Only lines that contain the word "wheel" belong in the answer; copy them from the records below.

(Dataset entries)
##############################

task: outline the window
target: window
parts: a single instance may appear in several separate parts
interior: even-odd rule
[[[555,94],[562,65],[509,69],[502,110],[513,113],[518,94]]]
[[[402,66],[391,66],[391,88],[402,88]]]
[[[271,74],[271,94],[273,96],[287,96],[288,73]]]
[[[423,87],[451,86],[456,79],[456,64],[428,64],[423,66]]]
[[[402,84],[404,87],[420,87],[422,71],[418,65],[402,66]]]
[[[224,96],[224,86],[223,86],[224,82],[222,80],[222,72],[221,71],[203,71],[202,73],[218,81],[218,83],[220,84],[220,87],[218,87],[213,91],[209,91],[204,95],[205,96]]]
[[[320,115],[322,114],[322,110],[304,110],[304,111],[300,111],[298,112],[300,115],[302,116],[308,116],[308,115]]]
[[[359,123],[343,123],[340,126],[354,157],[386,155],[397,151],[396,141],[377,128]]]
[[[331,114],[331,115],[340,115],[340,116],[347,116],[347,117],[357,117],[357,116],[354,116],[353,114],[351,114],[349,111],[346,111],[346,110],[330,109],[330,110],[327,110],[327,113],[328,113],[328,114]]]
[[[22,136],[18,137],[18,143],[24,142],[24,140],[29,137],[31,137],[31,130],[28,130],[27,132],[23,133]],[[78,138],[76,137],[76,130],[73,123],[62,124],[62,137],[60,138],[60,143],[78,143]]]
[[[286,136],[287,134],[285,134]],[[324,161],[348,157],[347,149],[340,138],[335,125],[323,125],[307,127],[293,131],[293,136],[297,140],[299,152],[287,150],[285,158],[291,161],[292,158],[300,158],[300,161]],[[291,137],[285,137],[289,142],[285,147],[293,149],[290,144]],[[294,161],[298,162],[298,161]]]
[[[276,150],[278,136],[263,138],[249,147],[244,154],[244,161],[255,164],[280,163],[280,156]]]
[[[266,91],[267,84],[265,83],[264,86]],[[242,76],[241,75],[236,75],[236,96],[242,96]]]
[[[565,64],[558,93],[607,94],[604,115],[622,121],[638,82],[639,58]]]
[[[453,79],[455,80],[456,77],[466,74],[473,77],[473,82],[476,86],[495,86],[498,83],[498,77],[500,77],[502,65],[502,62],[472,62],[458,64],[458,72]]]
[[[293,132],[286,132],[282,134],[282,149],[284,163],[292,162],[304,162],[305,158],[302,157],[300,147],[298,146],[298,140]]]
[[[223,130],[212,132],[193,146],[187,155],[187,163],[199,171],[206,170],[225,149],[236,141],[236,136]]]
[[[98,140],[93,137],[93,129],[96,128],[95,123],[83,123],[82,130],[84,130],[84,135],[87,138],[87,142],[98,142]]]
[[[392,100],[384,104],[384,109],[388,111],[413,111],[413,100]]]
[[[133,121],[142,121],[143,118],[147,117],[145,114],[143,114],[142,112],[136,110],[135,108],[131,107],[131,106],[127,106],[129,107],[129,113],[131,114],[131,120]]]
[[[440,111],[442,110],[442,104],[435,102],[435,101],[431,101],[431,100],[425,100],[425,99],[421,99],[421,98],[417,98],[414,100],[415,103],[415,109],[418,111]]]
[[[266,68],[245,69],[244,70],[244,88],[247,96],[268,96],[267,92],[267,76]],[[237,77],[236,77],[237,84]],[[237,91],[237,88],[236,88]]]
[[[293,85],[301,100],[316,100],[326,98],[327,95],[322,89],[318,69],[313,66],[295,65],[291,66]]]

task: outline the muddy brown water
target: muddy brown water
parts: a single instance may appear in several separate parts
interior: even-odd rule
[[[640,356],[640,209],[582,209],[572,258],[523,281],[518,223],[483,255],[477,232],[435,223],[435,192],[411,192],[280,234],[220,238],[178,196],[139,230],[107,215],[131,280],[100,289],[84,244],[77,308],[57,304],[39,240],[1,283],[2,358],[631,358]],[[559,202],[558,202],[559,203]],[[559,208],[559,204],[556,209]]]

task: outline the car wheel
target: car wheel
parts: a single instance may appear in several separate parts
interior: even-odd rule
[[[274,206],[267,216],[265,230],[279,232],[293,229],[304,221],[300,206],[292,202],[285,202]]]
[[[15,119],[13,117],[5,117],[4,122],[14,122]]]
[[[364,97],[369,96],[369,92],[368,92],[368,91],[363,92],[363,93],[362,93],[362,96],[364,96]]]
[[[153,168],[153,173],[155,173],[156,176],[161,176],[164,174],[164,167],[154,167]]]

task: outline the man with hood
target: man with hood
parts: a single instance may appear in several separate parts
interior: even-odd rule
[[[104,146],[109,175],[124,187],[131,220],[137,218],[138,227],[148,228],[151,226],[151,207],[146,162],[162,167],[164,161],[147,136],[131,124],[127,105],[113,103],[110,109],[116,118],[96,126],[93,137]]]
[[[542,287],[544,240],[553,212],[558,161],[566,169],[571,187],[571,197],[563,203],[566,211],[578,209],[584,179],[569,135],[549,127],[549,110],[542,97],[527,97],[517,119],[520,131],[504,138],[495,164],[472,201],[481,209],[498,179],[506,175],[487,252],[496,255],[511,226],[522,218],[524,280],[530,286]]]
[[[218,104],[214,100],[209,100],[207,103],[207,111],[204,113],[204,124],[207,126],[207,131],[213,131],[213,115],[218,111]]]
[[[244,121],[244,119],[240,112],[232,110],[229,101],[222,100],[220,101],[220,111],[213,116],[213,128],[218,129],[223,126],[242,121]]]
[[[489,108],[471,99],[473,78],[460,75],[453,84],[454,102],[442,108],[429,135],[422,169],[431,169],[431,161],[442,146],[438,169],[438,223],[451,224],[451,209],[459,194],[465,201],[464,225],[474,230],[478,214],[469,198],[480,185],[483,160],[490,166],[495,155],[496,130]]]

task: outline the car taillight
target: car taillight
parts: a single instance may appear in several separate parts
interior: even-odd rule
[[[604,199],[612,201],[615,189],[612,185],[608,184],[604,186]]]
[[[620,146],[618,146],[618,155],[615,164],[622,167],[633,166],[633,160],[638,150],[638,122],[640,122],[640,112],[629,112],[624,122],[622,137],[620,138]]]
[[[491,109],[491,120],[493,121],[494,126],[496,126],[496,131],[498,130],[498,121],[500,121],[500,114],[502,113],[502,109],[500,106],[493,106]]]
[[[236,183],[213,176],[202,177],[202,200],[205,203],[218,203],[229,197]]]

##############################

- FINAL ANSWER
task: outline the car wheel
target: car wheel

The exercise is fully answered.